** Start of Record set **

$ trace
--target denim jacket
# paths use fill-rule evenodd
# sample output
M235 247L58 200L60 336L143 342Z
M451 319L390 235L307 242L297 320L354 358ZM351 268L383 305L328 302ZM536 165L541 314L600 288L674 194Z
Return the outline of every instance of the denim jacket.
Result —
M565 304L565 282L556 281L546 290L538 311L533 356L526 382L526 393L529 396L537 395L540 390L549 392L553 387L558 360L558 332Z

** End of Record set **

-- Your task --
Write out the full listing, keeping every line exactly as it is.

-- Answer to this problem --
$ trace
--target denim jacket
# paths use fill-rule evenodd
# sample output
M235 247L58 200L60 336L143 342Z
M451 319L390 235L307 242L297 320L354 358ZM351 268L383 305L328 302ZM536 165L541 314L600 288L674 194Z
Return the outline of every instance of the denim jacket.
Result —
M565 304L565 282L556 281L546 290L538 311L533 356L526 382L526 393L529 396L537 395L540 390L549 392L553 387L558 360L558 332Z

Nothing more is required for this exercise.